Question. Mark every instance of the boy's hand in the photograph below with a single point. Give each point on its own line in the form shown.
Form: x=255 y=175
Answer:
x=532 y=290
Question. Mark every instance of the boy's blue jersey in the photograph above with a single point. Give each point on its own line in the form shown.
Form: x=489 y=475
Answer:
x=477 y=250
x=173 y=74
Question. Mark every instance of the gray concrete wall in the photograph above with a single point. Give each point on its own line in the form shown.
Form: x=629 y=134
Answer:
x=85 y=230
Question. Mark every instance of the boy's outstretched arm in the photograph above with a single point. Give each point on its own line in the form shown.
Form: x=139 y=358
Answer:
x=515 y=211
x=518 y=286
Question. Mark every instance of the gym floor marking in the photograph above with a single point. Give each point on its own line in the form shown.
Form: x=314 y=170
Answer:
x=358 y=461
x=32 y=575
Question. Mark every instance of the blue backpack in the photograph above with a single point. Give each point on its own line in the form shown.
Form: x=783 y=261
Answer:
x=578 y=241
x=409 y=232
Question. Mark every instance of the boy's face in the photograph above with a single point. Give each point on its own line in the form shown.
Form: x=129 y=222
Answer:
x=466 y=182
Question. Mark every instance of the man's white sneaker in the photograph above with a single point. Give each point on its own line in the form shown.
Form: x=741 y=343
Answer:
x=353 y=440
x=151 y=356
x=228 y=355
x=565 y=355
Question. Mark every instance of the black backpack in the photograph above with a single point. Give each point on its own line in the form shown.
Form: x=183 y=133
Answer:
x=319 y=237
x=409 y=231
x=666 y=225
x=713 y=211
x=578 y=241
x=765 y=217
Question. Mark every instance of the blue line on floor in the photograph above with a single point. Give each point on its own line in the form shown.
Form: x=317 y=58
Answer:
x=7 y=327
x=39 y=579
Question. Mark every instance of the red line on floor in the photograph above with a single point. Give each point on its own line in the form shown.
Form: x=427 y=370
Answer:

▶ **Requirement**:
Count how many lines in the records above hold the word "blue", and answer with that number alone.

▶ **Solution to this problem**:
3